▶ **DIRECTIONS**: Identify each line in the items below that contains the word "tree" and copy those lines in full. Only matches with the same case count.

Dataset records:
┌────────

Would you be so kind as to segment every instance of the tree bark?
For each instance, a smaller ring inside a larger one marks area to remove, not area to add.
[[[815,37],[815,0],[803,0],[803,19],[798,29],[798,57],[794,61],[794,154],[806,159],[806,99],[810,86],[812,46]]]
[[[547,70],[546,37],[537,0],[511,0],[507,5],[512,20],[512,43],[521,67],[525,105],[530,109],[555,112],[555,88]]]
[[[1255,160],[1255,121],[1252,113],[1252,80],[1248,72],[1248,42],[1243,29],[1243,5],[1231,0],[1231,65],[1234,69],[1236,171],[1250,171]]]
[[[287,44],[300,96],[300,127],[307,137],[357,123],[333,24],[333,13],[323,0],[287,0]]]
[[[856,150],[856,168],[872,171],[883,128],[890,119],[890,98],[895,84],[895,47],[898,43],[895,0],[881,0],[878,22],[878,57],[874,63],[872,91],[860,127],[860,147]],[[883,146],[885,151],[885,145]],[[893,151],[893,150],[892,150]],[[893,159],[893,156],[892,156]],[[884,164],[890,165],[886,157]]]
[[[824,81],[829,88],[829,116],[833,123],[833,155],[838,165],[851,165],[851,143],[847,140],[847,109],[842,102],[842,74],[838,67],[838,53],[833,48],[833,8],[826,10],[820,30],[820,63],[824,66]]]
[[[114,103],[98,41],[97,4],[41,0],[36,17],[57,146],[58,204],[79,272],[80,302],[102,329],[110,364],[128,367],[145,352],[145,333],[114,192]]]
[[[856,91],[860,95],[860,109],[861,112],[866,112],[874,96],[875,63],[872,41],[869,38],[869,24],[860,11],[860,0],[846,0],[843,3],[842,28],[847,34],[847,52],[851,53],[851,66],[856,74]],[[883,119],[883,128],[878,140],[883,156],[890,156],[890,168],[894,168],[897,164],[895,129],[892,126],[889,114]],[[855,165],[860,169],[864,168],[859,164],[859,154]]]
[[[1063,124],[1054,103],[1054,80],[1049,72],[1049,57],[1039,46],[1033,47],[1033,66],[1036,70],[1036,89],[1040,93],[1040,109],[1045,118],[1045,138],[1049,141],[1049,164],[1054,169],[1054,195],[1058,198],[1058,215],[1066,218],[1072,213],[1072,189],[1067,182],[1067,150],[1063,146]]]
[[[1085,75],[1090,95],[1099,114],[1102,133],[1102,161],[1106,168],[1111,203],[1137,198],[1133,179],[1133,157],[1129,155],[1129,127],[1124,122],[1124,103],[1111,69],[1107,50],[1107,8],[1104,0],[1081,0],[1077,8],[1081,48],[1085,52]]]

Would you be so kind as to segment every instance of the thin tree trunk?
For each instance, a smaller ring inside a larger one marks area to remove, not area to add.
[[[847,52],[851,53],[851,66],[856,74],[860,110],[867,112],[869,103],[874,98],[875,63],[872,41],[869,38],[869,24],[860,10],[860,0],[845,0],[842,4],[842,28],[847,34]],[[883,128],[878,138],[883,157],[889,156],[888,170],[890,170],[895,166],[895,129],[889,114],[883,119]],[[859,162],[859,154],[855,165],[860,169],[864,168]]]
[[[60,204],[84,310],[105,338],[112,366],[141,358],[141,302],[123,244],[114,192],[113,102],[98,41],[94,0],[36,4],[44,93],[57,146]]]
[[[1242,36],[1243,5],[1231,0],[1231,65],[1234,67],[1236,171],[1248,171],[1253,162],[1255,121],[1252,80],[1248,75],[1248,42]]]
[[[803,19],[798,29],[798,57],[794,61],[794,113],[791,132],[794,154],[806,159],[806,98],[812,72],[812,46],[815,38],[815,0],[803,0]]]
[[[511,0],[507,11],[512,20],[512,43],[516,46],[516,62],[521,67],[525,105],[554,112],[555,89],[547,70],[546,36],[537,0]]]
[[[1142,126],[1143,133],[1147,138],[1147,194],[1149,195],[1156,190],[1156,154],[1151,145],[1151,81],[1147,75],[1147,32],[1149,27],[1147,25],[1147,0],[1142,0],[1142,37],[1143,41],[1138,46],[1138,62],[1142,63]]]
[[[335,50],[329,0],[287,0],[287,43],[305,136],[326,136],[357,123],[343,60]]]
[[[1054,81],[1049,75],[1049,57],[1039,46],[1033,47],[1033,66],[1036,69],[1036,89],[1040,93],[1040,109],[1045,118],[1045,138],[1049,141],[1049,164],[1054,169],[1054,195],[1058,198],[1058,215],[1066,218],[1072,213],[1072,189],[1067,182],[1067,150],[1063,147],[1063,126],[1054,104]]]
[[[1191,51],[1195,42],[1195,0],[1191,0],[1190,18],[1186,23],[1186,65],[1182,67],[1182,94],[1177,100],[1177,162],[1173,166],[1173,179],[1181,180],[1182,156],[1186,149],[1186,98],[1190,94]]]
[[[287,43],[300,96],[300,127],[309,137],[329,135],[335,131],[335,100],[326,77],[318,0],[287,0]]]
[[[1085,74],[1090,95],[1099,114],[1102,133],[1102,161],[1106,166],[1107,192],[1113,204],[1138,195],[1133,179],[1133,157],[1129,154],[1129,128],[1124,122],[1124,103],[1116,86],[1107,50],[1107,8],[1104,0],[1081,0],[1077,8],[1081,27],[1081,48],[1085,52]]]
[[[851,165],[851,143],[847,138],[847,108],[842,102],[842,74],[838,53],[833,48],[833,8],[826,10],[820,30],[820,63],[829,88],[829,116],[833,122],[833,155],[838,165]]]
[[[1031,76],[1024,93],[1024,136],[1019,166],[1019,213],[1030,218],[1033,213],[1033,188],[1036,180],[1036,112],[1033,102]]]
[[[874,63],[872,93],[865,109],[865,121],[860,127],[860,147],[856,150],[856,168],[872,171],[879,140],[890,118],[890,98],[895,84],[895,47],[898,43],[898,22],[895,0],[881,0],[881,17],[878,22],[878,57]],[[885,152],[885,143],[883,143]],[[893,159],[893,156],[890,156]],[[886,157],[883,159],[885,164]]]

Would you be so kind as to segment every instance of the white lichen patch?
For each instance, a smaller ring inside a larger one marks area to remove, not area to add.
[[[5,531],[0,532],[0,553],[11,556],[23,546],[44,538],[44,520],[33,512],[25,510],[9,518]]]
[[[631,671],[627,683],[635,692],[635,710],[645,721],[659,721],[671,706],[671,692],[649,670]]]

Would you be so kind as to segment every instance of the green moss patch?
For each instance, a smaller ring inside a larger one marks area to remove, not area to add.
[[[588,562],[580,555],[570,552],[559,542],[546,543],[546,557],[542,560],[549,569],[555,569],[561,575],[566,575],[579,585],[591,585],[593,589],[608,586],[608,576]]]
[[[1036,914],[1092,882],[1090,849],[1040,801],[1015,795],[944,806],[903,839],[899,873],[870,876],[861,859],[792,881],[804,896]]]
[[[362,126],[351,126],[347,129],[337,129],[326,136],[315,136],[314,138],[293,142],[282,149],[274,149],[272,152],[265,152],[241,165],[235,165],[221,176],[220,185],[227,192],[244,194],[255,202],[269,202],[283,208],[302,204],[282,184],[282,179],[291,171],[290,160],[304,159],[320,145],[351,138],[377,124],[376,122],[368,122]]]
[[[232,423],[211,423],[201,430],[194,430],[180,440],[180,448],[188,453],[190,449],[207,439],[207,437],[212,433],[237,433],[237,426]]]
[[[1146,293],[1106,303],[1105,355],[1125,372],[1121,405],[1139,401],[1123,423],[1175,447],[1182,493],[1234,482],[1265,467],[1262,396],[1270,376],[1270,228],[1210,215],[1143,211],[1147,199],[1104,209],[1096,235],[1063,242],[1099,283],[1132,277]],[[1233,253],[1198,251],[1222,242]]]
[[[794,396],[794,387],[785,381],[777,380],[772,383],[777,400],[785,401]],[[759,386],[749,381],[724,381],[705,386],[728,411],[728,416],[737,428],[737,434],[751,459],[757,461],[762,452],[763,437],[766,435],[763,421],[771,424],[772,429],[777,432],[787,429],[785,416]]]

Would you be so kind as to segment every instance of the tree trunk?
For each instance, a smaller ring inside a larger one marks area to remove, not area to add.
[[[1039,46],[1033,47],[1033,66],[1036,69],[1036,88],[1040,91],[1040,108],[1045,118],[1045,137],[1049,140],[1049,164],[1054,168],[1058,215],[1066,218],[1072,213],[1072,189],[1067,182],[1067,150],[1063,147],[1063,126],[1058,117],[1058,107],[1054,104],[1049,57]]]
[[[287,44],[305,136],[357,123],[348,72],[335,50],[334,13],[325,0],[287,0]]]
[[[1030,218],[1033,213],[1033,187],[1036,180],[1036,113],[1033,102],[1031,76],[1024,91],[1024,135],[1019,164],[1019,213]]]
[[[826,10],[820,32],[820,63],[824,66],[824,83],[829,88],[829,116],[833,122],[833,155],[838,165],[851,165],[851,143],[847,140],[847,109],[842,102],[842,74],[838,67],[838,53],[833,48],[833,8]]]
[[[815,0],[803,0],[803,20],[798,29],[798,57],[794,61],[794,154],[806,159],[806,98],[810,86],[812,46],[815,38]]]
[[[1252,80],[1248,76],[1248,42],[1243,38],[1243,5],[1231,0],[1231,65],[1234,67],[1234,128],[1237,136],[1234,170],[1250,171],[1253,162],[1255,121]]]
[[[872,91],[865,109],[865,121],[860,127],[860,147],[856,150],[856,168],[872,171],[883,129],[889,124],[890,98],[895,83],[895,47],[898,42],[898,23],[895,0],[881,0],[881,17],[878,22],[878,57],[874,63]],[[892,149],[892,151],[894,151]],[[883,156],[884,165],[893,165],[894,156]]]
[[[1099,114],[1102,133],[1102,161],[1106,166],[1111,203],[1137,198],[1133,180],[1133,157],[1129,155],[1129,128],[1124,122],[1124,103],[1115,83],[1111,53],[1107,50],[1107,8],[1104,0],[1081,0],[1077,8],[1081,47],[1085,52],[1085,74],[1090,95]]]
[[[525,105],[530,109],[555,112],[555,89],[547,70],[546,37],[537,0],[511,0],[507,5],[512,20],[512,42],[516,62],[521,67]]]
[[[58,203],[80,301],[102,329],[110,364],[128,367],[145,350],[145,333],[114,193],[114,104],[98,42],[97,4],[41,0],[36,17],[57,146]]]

└────────

▶ **RESULT OF THE TASK**:
Would you be so kind as to segment every instance of the tree bark?
Would you be so kind as to segment every instance of the thin tree trunk?
Would you be so kind as to segment every instance of the tree trunk?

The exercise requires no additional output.